** Start Records supplied **
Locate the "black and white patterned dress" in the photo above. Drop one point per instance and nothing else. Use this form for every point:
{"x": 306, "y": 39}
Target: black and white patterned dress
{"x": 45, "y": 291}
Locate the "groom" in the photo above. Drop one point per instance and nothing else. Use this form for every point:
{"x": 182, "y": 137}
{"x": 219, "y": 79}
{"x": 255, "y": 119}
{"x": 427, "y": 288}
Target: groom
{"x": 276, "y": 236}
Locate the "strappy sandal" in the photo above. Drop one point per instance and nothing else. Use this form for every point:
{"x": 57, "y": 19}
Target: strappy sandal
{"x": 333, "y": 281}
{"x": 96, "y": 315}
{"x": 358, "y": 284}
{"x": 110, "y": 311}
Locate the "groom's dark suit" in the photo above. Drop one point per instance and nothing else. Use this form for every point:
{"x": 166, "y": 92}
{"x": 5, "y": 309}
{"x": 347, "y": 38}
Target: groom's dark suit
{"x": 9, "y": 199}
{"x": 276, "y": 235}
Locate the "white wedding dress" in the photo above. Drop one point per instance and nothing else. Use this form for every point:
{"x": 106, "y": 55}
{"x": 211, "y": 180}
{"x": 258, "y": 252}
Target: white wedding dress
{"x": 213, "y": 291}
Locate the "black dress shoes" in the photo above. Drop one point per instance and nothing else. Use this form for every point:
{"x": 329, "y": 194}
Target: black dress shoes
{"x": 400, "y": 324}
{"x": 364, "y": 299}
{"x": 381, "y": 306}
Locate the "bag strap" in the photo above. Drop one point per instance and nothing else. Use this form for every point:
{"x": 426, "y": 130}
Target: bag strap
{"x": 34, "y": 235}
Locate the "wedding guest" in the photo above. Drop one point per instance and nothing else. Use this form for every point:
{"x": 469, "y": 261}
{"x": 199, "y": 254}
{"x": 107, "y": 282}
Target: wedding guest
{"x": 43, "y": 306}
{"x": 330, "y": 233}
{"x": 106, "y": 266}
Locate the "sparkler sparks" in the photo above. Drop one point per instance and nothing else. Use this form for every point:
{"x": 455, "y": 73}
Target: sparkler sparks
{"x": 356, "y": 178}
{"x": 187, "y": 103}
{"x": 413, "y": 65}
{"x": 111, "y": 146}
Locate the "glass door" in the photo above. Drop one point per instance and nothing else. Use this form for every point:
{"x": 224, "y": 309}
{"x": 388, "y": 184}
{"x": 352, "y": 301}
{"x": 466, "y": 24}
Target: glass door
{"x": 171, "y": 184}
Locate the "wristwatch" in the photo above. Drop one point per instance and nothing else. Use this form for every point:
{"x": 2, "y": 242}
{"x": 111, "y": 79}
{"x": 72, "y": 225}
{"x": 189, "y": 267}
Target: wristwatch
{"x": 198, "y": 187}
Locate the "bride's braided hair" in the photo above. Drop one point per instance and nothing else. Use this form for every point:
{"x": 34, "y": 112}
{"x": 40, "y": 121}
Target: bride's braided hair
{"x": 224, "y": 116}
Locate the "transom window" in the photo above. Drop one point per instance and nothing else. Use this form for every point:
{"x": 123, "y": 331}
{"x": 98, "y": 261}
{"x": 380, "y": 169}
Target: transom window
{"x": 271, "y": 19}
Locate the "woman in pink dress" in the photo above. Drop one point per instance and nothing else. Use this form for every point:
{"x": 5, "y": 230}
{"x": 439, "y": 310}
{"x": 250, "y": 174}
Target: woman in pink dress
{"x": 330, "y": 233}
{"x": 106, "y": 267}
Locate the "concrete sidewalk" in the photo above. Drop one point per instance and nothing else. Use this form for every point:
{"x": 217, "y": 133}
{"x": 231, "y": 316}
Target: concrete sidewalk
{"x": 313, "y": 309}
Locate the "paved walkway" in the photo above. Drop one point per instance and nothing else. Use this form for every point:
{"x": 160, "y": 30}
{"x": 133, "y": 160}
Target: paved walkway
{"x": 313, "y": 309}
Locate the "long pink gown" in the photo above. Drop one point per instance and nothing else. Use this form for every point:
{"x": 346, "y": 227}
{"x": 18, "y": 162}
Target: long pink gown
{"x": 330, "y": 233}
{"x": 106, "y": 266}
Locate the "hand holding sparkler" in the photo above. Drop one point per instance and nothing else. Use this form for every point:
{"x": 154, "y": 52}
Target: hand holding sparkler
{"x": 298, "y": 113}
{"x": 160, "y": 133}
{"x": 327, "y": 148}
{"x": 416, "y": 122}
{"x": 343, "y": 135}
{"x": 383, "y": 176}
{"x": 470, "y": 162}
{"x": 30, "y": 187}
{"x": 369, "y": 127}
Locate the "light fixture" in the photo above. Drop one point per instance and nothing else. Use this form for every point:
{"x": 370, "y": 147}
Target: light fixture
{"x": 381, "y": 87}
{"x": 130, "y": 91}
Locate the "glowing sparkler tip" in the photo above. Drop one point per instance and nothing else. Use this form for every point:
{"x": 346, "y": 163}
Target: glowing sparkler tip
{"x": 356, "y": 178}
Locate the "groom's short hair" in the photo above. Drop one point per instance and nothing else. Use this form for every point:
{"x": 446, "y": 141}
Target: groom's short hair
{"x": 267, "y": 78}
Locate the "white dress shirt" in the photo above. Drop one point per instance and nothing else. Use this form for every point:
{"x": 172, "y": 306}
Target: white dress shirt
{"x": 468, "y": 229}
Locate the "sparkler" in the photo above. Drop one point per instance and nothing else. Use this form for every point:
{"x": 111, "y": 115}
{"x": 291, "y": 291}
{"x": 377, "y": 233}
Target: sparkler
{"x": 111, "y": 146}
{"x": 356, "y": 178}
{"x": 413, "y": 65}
** End Records supplied **
_Exercise directions_:
Your task is to reproduce the whole listing exactly.

_Task answer_:
Locate the "black and white patterned dress" in the photo above. Drop one point per instance and nothing else. Use this form for every point:
{"x": 306, "y": 39}
Target: black and white patterned dress
{"x": 45, "y": 291}
Locate the "groom" in the photo above. Drop one point per instance and nothing else. Use this form for every point:
{"x": 182, "y": 137}
{"x": 219, "y": 79}
{"x": 255, "y": 119}
{"x": 427, "y": 288}
Target: groom
{"x": 276, "y": 236}
Locate the "strappy sandal" in the photo above. Drop one point per instance and nothing else. Use this form for every point:
{"x": 57, "y": 19}
Target: strappy sandal
{"x": 333, "y": 281}
{"x": 96, "y": 315}
{"x": 358, "y": 284}
{"x": 110, "y": 311}
Locate the "groom's dark suit" in the photo above. Drop one point per instance and nothing else. Use this form for every point:
{"x": 166, "y": 92}
{"x": 5, "y": 309}
{"x": 347, "y": 38}
Target: groom's dark suit
{"x": 9, "y": 199}
{"x": 276, "y": 235}
Locate the "white wedding dress" in the photo above. Drop one point per instance and nothing else. Use this form for every point:
{"x": 106, "y": 55}
{"x": 211, "y": 180}
{"x": 258, "y": 252}
Target: white wedding dress
{"x": 213, "y": 291}
Locate the "black dress shoes" in the photo above. Drop one point per instance and nothing else. Use this form for every point:
{"x": 329, "y": 194}
Target: black dress shoes
{"x": 400, "y": 324}
{"x": 364, "y": 299}
{"x": 381, "y": 306}
Locate the "bag strap" in the photo above. Drop one point per instance and nothing else. Use this form for every point:
{"x": 426, "y": 130}
Target: bag strap
{"x": 34, "y": 235}
Locate the "wedding guest" in the photo above. Drop one point per instance and nothing else. Use this form for every point:
{"x": 469, "y": 261}
{"x": 199, "y": 254}
{"x": 107, "y": 282}
Target: wedding guest
{"x": 43, "y": 306}
{"x": 330, "y": 233}
{"x": 106, "y": 266}
Locate the "sparkler sparks" in the photo above. Drop one point per instance and nothing else. Use this form for every point:
{"x": 455, "y": 73}
Target: sparkler sparks
{"x": 356, "y": 178}
{"x": 187, "y": 103}
{"x": 413, "y": 65}
{"x": 111, "y": 146}
Locate the "glass door" in the photo above. Drop one point per instance and nothing else. Use this form for every point:
{"x": 224, "y": 309}
{"x": 388, "y": 184}
{"x": 352, "y": 301}
{"x": 466, "y": 24}
Target: glass door
{"x": 171, "y": 184}
Locate the "wristwatch" in the photo above. Drop one point per instance and nothing else. Use this form for every point:
{"x": 2, "y": 242}
{"x": 111, "y": 79}
{"x": 72, "y": 225}
{"x": 189, "y": 267}
Target: wristwatch
{"x": 198, "y": 187}
Locate the "bride's braided hair" in the photo above. Drop one point per instance and nothing else. Use this form for every point:
{"x": 34, "y": 112}
{"x": 40, "y": 121}
Target: bride's braided hair
{"x": 224, "y": 116}
Locate the "transom window" in the photo above. Drop one point per instance and nothing else. Use this form for every point:
{"x": 123, "y": 331}
{"x": 98, "y": 261}
{"x": 380, "y": 169}
Target: transom window
{"x": 271, "y": 19}
Locate the "woman in pink dress" in the photo above. Drop one point per instance and nothing else. Use this form for every point:
{"x": 5, "y": 230}
{"x": 439, "y": 310}
{"x": 250, "y": 174}
Target: woman in pink dress
{"x": 330, "y": 233}
{"x": 106, "y": 267}
Locate the "concrete sidewalk" in the photo above. Drop one point per instance and nothing else. Use this form for every point:
{"x": 217, "y": 133}
{"x": 231, "y": 316}
Target: concrete sidewalk
{"x": 313, "y": 309}
Locate the "paved walkway" in the photo above. Drop one point per instance and nothing else. Use this form for every point:
{"x": 160, "y": 30}
{"x": 133, "y": 160}
Target: paved walkway
{"x": 313, "y": 309}
Locate the "long pink gown" in the photo above. Drop one point per instance and nothing else. Use this form for every point:
{"x": 346, "y": 227}
{"x": 18, "y": 162}
Target: long pink gown
{"x": 330, "y": 233}
{"x": 106, "y": 266}
Locate the "hand holding sparkler" in the photo above. Drop one point per instance and nothing else. Use this form for every point:
{"x": 154, "y": 52}
Target: hand holding sparkler
{"x": 298, "y": 113}
{"x": 160, "y": 133}
{"x": 327, "y": 148}
{"x": 416, "y": 122}
{"x": 343, "y": 135}
{"x": 383, "y": 176}
{"x": 470, "y": 162}
{"x": 30, "y": 187}
{"x": 369, "y": 127}
Locate the "light fixture" in the photo above. Drop one point per instance and nothing else. Use this form for every point:
{"x": 370, "y": 147}
Target: light fixture
{"x": 381, "y": 87}
{"x": 130, "y": 91}
Locate the "glowing sparkler tip" in the photo above. Drop one point per instance and nothing else. Use this form for every point:
{"x": 346, "y": 163}
Target: glowing sparkler tip
{"x": 356, "y": 178}
Locate the "groom's short hair" in the photo above. Drop one point per instance and nothing else. Use this form for every point:
{"x": 446, "y": 141}
Target: groom's short hair
{"x": 267, "y": 78}
Locate the "white dress shirt" in the photo above. Drop one point per instance and nothing else. Use this form for every point:
{"x": 172, "y": 306}
Target: white dress shirt
{"x": 468, "y": 229}
Locate the "sparkler" in the photo above. Drop one point per instance and nothing else. Use this form for every point:
{"x": 111, "y": 115}
{"x": 291, "y": 291}
{"x": 377, "y": 233}
Target: sparkler
{"x": 111, "y": 146}
{"x": 356, "y": 178}
{"x": 413, "y": 65}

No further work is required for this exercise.